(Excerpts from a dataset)
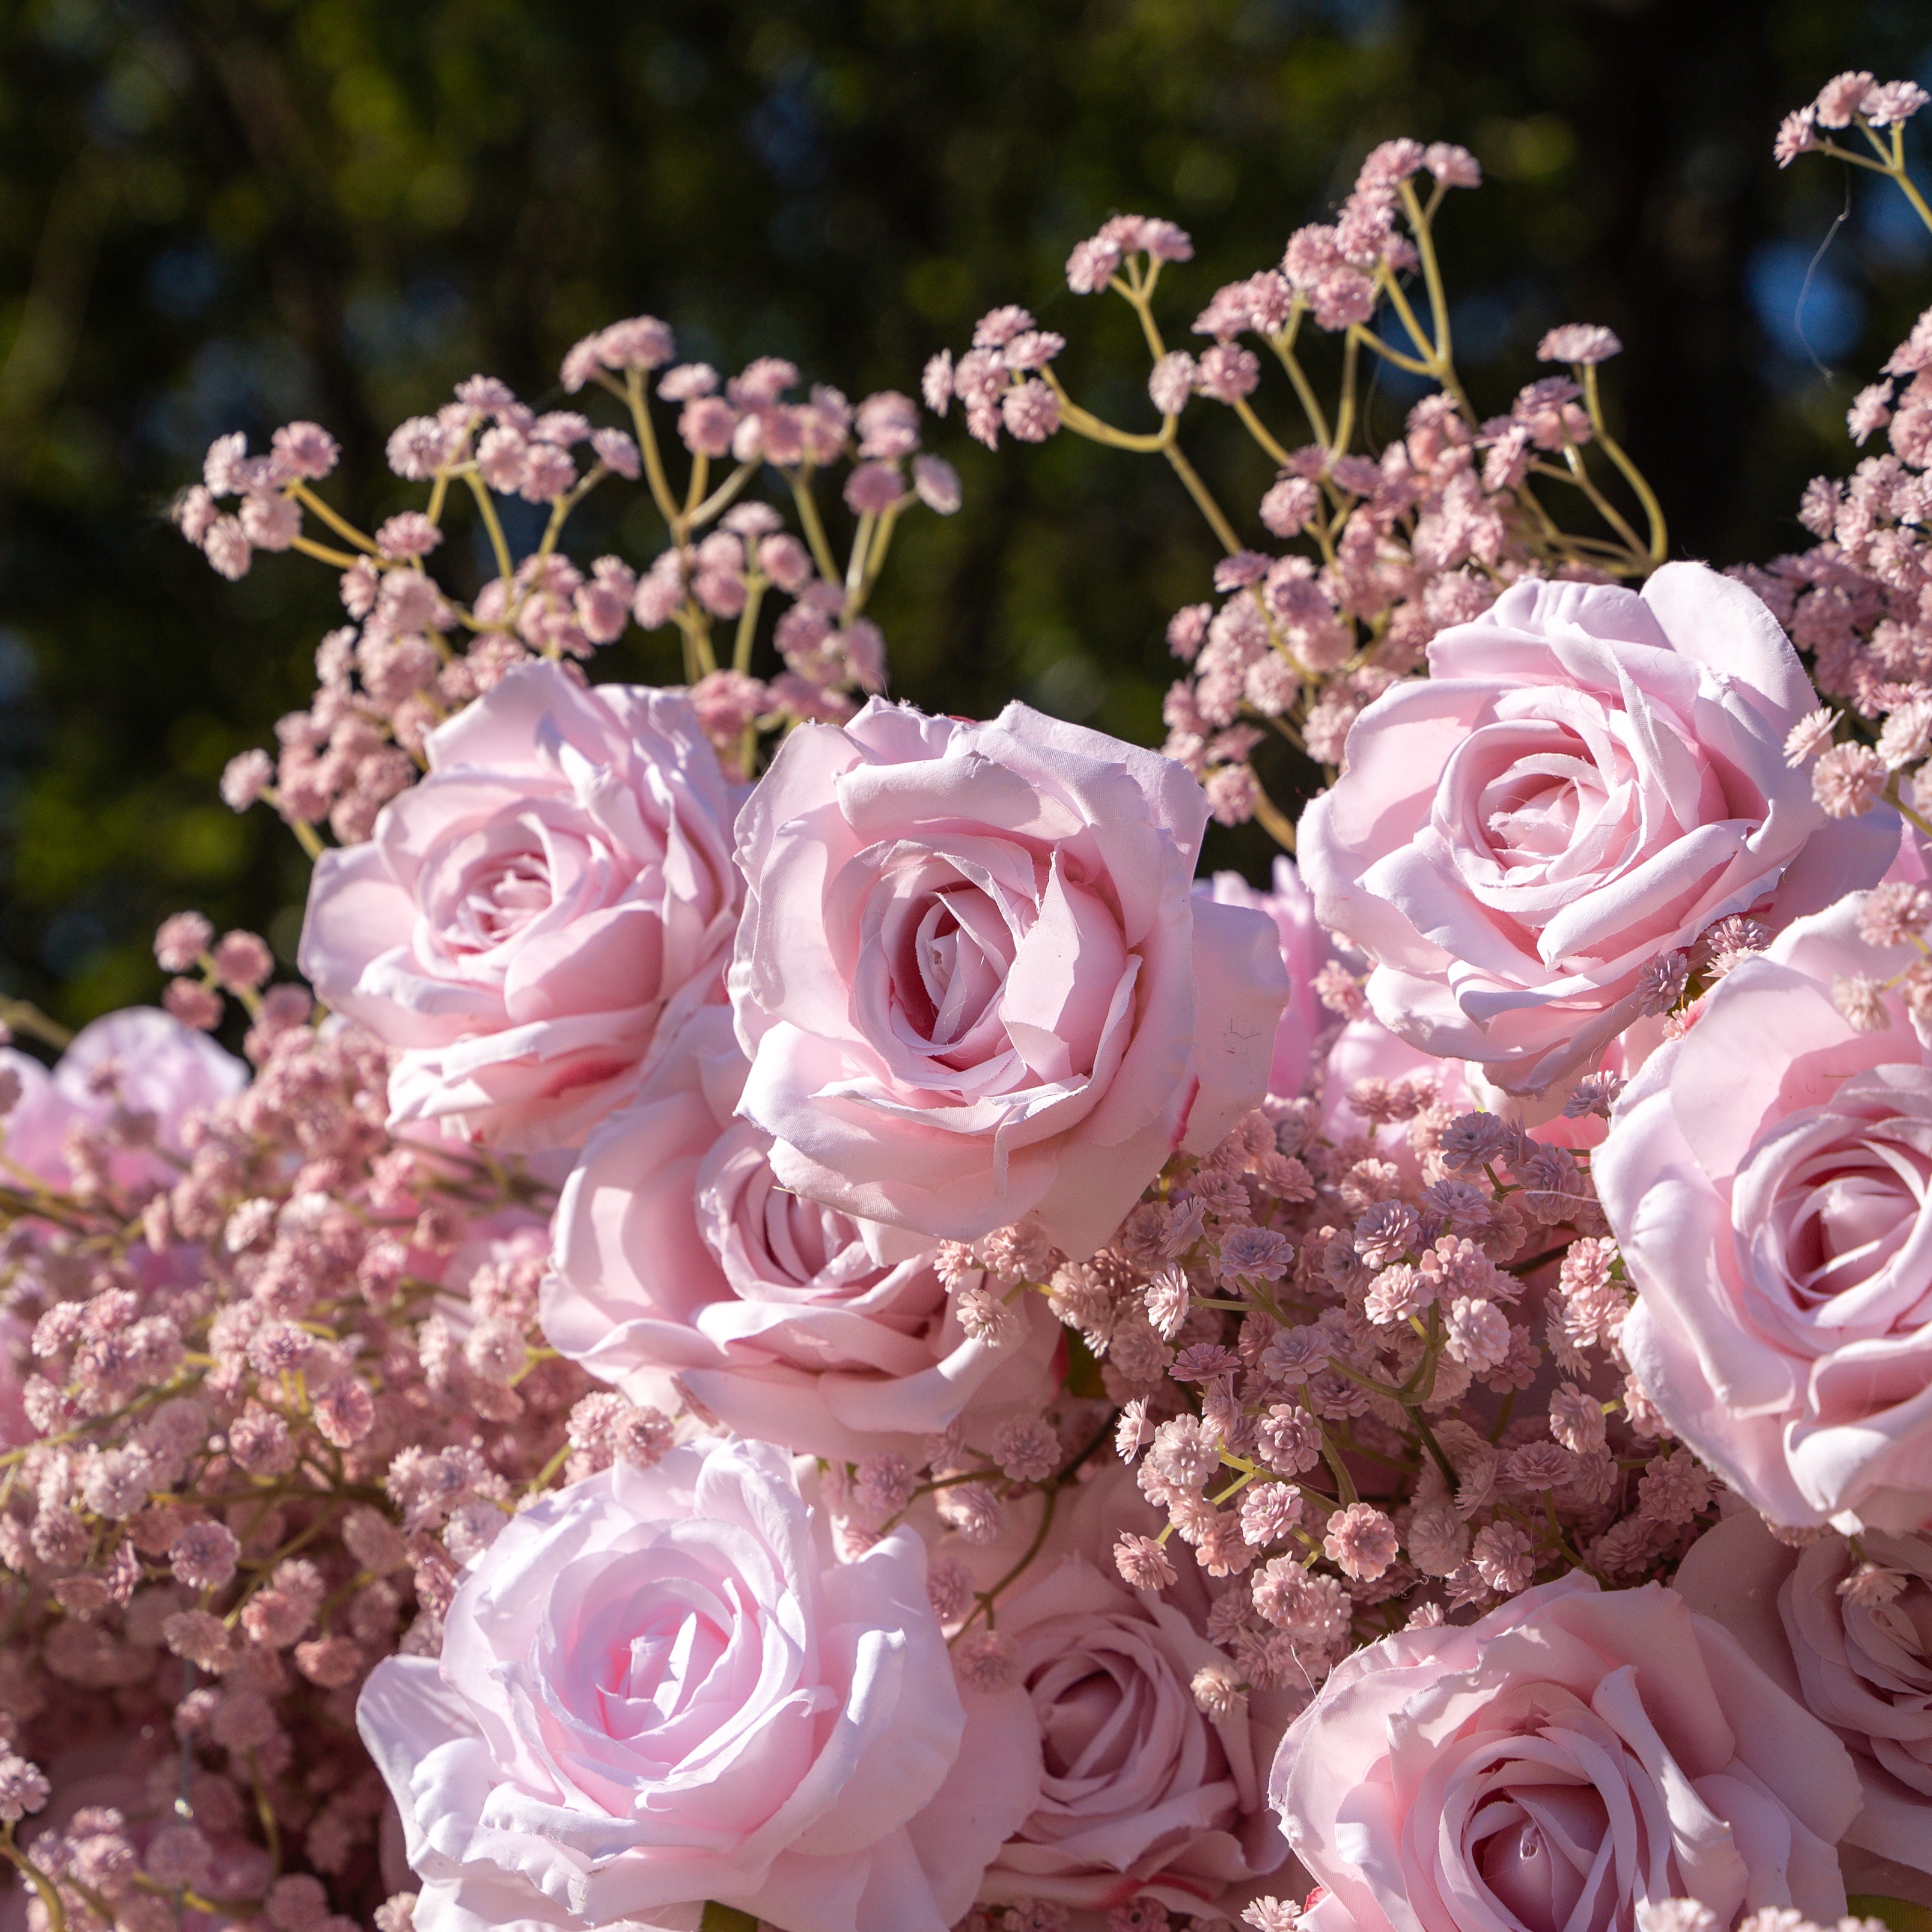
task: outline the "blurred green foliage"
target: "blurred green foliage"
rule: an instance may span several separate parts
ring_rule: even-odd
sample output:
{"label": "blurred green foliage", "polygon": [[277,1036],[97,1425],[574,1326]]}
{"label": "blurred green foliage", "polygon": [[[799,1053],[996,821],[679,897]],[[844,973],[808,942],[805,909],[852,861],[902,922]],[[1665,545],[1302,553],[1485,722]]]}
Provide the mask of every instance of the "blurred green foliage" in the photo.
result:
{"label": "blurred green foliage", "polygon": [[[1761,557],[1849,460],[1844,403],[1926,279],[1923,236],[1834,164],[1780,176],[1772,134],[1838,68],[1921,74],[1928,42],[1904,0],[12,0],[0,991],[70,1019],[152,997],[148,935],[187,904],[292,948],[294,842],[213,784],[303,700],[338,612],[320,567],[230,586],[167,526],[221,430],[327,423],[328,488],[374,515],[408,500],[394,421],[478,369],[553,398],[603,321],[661,314],[688,353],[788,355],[856,397],[1009,300],[1136,420],[1130,318],[1066,292],[1070,244],[1121,208],[1189,227],[1180,338],[1412,133],[1490,176],[1442,224],[1479,404],[1550,323],[1612,324],[1675,547]],[[1265,478],[1200,414],[1198,459],[1251,502]],[[1166,466],[934,440],[967,508],[902,535],[874,606],[895,688],[1157,736],[1162,628],[1213,555]],[[642,563],[650,519],[621,512],[593,499],[584,535]],[[671,672],[634,638],[614,664]]]}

### [EXERCISE DESCRIPTION]
Without the images, output all the entries exactly as they stand.

### [SOLVED PROBLEM]
task: outline the "blurred green foliage"
target: "blurred green foliage"
rule: an instance may span several separate parts
ring_rule: even-odd
sample output:
{"label": "blurred green foliage", "polygon": [[277,1036],[97,1425],[574,1326]]}
{"label": "blurred green foliage", "polygon": [[[799,1053],[996,821],[679,897]],[[844,973],[808,942],[805,909],[852,861],[902,922]],[[1665,545],[1302,553],[1485,722]]]}
Provide the mask of every instance of the "blurred green foliage" in the photo.
result:
{"label": "blurred green foliage", "polygon": [[[1761,557],[1849,460],[1844,403],[1926,279],[1923,236],[1834,164],[1780,176],[1772,134],[1838,68],[1921,74],[1928,42],[1904,0],[12,0],[0,991],[70,1019],[152,997],[148,935],[187,904],[292,948],[294,842],[213,784],[303,700],[338,612],[320,567],[230,586],[167,526],[221,430],[327,423],[328,488],[374,515],[408,500],[394,421],[478,369],[553,398],[603,321],[661,314],[688,353],[788,355],[856,397],[1009,300],[1136,420],[1130,318],[1066,292],[1070,244],[1121,208],[1189,227],[1180,338],[1412,133],[1490,176],[1442,224],[1479,404],[1550,323],[1612,324],[1675,547]],[[1265,478],[1200,414],[1198,459],[1251,502]],[[1166,466],[934,440],[967,508],[902,535],[874,606],[895,688],[1157,736],[1162,628],[1213,555]],[[642,563],[650,519],[621,512],[593,499],[584,535]],[[671,672],[634,638],[614,664]]]}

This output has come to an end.